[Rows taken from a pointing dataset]
- - - -

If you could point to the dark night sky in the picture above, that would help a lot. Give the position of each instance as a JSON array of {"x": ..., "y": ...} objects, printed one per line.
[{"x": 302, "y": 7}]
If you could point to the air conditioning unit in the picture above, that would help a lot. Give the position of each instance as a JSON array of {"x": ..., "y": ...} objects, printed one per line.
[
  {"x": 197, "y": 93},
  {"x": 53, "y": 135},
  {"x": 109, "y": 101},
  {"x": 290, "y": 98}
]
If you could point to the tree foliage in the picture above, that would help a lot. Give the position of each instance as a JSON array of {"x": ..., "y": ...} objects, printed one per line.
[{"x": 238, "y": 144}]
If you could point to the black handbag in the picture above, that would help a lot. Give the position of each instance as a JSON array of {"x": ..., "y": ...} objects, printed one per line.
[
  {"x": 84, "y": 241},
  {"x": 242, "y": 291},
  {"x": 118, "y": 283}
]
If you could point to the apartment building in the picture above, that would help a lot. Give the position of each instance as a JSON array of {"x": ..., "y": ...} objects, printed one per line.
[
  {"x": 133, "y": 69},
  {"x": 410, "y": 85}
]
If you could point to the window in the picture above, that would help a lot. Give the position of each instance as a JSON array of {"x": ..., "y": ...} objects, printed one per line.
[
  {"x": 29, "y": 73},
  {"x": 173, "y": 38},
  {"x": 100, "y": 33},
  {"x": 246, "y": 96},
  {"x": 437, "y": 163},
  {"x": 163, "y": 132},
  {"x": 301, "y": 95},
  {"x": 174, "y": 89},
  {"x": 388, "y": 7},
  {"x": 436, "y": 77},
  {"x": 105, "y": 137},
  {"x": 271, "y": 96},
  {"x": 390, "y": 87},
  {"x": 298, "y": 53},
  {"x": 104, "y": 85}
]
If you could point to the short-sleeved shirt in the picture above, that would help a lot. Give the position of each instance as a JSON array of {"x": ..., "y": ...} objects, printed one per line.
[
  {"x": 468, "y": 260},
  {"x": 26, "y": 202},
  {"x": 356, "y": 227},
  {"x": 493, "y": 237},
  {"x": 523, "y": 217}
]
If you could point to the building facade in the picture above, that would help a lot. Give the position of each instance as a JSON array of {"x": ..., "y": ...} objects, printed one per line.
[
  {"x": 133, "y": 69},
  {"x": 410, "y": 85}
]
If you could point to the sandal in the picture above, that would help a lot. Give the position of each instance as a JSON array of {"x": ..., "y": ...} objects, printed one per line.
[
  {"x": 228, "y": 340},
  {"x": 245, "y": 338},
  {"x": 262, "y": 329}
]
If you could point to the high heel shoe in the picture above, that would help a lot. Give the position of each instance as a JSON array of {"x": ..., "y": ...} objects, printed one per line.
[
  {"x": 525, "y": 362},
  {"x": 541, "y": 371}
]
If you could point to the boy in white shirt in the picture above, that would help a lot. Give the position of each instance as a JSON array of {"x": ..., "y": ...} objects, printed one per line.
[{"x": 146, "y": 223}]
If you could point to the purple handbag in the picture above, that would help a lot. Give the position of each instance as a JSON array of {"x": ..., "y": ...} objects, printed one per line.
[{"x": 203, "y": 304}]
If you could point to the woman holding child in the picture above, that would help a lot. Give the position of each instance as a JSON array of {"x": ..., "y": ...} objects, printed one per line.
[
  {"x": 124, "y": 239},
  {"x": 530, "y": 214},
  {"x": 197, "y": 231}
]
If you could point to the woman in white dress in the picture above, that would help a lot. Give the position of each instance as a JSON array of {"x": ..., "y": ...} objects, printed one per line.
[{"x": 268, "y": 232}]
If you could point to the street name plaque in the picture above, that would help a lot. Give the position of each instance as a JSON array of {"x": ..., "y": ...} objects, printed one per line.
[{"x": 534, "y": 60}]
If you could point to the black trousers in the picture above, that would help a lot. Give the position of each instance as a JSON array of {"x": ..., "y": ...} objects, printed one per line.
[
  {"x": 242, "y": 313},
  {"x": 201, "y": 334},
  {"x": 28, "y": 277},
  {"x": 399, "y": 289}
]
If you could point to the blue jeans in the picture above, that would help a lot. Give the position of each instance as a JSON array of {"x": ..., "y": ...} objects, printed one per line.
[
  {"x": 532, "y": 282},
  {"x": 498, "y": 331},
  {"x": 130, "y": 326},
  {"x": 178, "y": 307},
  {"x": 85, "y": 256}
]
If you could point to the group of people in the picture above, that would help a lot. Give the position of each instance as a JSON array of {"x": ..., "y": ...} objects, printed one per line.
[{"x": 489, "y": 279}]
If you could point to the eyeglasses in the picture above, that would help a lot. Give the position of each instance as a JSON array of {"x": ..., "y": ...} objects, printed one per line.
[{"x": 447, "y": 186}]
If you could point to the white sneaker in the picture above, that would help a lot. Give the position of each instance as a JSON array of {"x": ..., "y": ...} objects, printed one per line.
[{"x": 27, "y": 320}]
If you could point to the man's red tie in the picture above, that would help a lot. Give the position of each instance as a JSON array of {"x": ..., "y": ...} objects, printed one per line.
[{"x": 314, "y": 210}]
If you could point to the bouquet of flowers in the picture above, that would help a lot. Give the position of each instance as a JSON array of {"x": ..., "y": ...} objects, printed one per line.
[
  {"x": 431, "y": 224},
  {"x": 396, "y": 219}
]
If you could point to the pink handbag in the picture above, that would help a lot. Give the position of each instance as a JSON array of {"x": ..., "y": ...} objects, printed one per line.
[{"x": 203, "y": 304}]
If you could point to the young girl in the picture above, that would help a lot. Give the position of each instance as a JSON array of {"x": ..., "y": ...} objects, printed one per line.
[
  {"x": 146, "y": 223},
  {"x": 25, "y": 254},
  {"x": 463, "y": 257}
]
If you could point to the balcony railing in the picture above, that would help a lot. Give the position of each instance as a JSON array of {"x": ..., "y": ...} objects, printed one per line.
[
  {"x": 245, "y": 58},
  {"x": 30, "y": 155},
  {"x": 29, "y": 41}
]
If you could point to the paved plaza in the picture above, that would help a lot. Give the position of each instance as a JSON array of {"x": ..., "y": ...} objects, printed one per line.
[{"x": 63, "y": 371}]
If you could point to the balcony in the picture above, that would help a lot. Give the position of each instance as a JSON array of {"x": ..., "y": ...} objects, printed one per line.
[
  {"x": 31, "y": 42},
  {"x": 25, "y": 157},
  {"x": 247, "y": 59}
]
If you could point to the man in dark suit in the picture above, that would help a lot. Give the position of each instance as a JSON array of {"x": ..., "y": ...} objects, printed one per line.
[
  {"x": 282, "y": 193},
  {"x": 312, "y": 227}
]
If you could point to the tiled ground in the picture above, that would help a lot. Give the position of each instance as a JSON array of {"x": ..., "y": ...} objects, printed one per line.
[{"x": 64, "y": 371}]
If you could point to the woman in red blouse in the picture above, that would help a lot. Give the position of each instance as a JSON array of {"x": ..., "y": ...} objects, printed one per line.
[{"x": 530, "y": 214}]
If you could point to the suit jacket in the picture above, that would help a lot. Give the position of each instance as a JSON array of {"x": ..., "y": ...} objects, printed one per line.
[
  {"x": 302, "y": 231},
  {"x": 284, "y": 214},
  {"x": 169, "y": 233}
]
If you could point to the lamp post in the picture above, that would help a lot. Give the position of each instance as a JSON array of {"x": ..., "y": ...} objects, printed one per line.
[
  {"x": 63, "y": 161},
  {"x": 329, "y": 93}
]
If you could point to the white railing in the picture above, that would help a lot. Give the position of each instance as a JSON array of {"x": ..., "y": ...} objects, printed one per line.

- - - -

#### EXERCISE REQUIREMENTS
Render every line of the listing above as a numbered list, skipping any blank lines.

#### FULL ANSWER
1. If you could point to the dark night sky in the picture above, that would help a lot. Give the position of each instance as a JSON array of {"x": ..., "y": ...} objects, printed one per line.
2. [{"x": 302, "y": 7}]
3. If you could point to the air conditioning unit in the picture above, that would help a lot. Give the position of each instance as a JSON array of {"x": ..., "y": ...} objects, printed one per line.
4. [
5.   {"x": 197, "y": 93},
6.   {"x": 53, "y": 135},
7.   {"x": 109, "y": 101},
8.   {"x": 290, "y": 98}
9. ]
10. If you could point to the tree foliage in the picture above, that would help a lot. Give the position of each instance as a JSON array of {"x": ..., "y": ...} objects, printed one per line.
11. [{"x": 238, "y": 144}]
12. If you could point to the black handbag in the picture above, that would help a lot. Give the position of each instance as a JSON array of {"x": ..., "y": ...} objects, printed one per line.
13. [
14.   {"x": 84, "y": 241},
15.   {"x": 242, "y": 291},
16.   {"x": 118, "y": 283}
17. ]
18. If you could point to the apartment building in the picture above, that would help a lot. Give the position of each instance as a JSON array of {"x": ..., "y": ...} objects, printed one per line.
19. [
20.   {"x": 133, "y": 69},
21.   {"x": 410, "y": 85}
22. ]
23. If you could point to the window in the picture above, that would help a lot. Give the position of each instance as a JSON array of {"x": ..., "y": ...} objects, printed one per line.
24. [
25.   {"x": 29, "y": 73},
26.   {"x": 173, "y": 38},
27.   {"x": 100, "y": 33},
28.   {"x": 246, "y": 96},
29.   {"x": 437, "y": 163},
30.   {"x": 163, "y": 132},
31.   {"x": 301, "y": 95},
32.   {"x": 174, "y": 89},
33.   {"x": 388, "y": 7},
34.   {"x": 436, "y": 77},
35.   {"x": 105, "y": 137},
36.   {"x": 271, "y": 96},
37.   {"x": 390, "y": 87},
38.   {"x": 298, "y": 53},
39.   {"x": 104, "y": 85}
40. ]
41. If you could point to the short-sleeved shirt in the picture above, that would help a lot. Give the position of each instance as a JSON array of {"x": ..., "y": ...} objects, printed one per line.
42. [
43.   {"x": 468, "y": 260},
44.   {"x": 26, "y": 202},
45.   {"x": 356, "y": 227},
46.   {"x": 493, "y": 237},
47.   {"x": 523, "y": 217}
48. ]
49. If you could point to the building facade in the picture above, that would help a lot. Give the position of each instance as a JSON array of {"x": ..., "y": ...} objects, printed one per line.
50. [
51.   {"x": 133, "y": 69},
52.   {"x": 410, "y": 85}
53. ]
54. If you could point to the sandal in the picture above, that would help a lot. Give the position of each instance as a JSON array of {"x": ..., "y": ...} objects, printed one per line.
55. [
56.   {"x": 228, "y": 340},
57.   {"x": 245, "y": 338},
58.   {"x": 262, "y": 329}
59. ]
60. If you could point to the high heel shoe in the picture above, that would help a lot. Give the position of each instance as a JSON array of {"x": ..., "y": ...} objects, printed one per line.
61. [
62.   {"x": 525, "y": 362},
63.   {"x": 541, "y": 371}
64. ]
65. If you could point to the boy in white shirt in the picture above, that would help a lot. Give the position of each instance as a JSON array of {"x": ..., "y": ...} objects, printed one per line.
66. [{"x": 146, "y": 223}]
67. If you could point to the purple handbag in the picture above, that would help a lot. Give the position of each instance as a JSON array of {"x": ..., "y": ...} objects, printed one per line.
68. [{"x": 203, "y": 304}]
69. If you could point to the woman holding child in the picture above, that would help a lot. Give the position of each instance as a JSON array of {"x": ..., "y": ...} objects, printed one per line.
70. [
71.   {"x": 124, "y": 239},
72.   {"x": 530, "y": 214},
73.   {"x": 197, "y": 231}
74. ]
75. If you could point to the woman in white dress in the picture above, that would help a lot. Give the position of each instance as a JSON array of {"x": ..., "y": ...} objects, printed one per line.
76. [{"x": 268, "y": 232}]
77. If you could point to the street name plaque in the picture above, that would help a lot. Give the position of each instance as a JSON array of {"x": ..., "y": ...} objects, printed one per line.
78. [{"x": 534, "y": 60}]
79. If you could point to the black trousers in the picture above, that would help a lot. Give the position of each instance as a JSON array of {"x": ..., "y": ...} objects, printed one per line.
80. [
81.   {"x": 242, "y": 313},
82.   {"x": 201, "y": 334},
83.   {"x": 28, "y": 277},
84.   {"x": 399, "y": 289}
85. ]
86. If you could point to the blue jeans in the picture above, that would help a lot. Give the position of each instance as a JSON array of {"x": ..., "y": ...} objects, printed one per line.
87. [
88.   {"x": 532, "y": 282},
89.   {"x": 498, "y": 331},
90.   {"x": 130, "y": 326},
91.   {"x": 178, "y": 307},
92.   {"x": 85, "y": 256}
93. ]
94. If you could point to the group of people in the picture above, that would help a lot. Give the position of each instance as a JSON array of {"x": ..., "y": ...} objects, printed one per line.
95. [{"x": 489, "y": 279}]
96. If you could point to the eyeglasses in the picture above, that would help a lot. Give the position of each instance as a JSON array of {"x": ..., "y": ...} objects, printed one per line.
97. [{"x": 447, "y": 186}]
98. If you could point to the white sneaker in the picture above, that would help a lot. Give the position of each instance as a JSON array of {"x": ..., "y": ...} objects, printed one per line.
99. [{"x": 27, "y": 320}]
100. If you could point to the man's red tie in the picture above, that would help a lot. Give the position of each instance as a JSON array of {"x": ..., "y": ...} objects, printed one per line.
101. [{"x": 314, "y": 210}]
102. If you could point to the bouquet of flowers in the picture above, that would help a lot. Give the position of each instance as a JSON array of {"x": ..., "y": ...} objects, printed one per line.
103. [
104.   {"x": 431, "y": 224},
105.   {"x": 396, "y": 219}
106. ]
107. If you could point to the pink handbag in the picture above, that would help a lot. Give the position of each instance as a JSON array of {"x": ..., "y": ...} objects, printed one per line.
108. [{"x": 203, "y": 304}]
109. If you could point to the young girl in the picture above, that would help a lot. Give the position of each instance as a JSON array of {"x": ..., "y": ...} objects, printed one per line.
110. [
111.   {"x": 146, "y": 223},
112.   {"x": 25, "y": 254},
113.   {"x": 463, "y": 257}
114. ]
115. If you could point to the balcony railing in the picture above, that would help a lot. Give the position of each instance as a JSON array of {"x": ..., "y": ...} objects, printed one per line.
116. [
117.   {"x": 245, "y": 58},
118.   {"x": 30, "y": 155},
119.   {"x": 29, "y": 41}
120. ]
121. If you could point to the paved plaza in the picture above, that would help a lot. Give the position of each instance as a JSON array of {"x": ..., "y": ...} objects, printed one per line.
122. [{"x": 63, "y": 371}]
123. If you could point to the balcony in the picture above, that would help a lot. Give the position of each instance as a JSON array of {"x": ..., "y": ...} objects, printed one per line.
124. [
125.   {"x": 31, "y": 42},
126.   {"x": 25, "y": 157},
127.   {"x": 247, "y": 59}
128. ]
129. If you could point to the man in dark suit in the picture above, that would help a lot. Give the position of each instance as a JSON array of {"x": ..., "y": ...} objects, printed one per line.
130. [
131.   {"x": 282, "y": 193},
132.   {"x": 312, "y": 227}
133. ]
134. If you could point to the tiled ground in the picture above, that would help a lot. Give the position of each instance as a JSON array of {"x": ..., "y": ...} objects, printed one per line.
135. [{"x": 64, "y": 371}]
136. If you could point to the woman in red blouse in the picture above, that would help a lot. Give the position of each instance as a JSON array of {"x": ..., "y": ...} objects, printed one per line.
137. [{"x": 530, "y": 214}]
138. If you could point to the suit jacket in the picture above, that would help a lot. Give the position of each instance as a JSON array of {"x": ..., "y": ...} objects, printed one per line.
139. [
140.   {"x": 302, "y": 231},
141.   {"x": 284, "y": 214},
142.   {"x": 169, "y": 233}
143. ]
144. If you could point to the lamp post in the picture above, that would help a lot. Give the position of each instance as a JSON array of {"x": ..., "y": ...} objects, printed one per line.
145. [
146.   {"x": 63, "y": 161},
147.   {"x": 329, "y": 93}
148. ]
149. If you could point to the white railing in the picture above, that would help a lot. Give the position of each instance as a JSON array of {"x": ..., "y": ...} objects, printed one per line.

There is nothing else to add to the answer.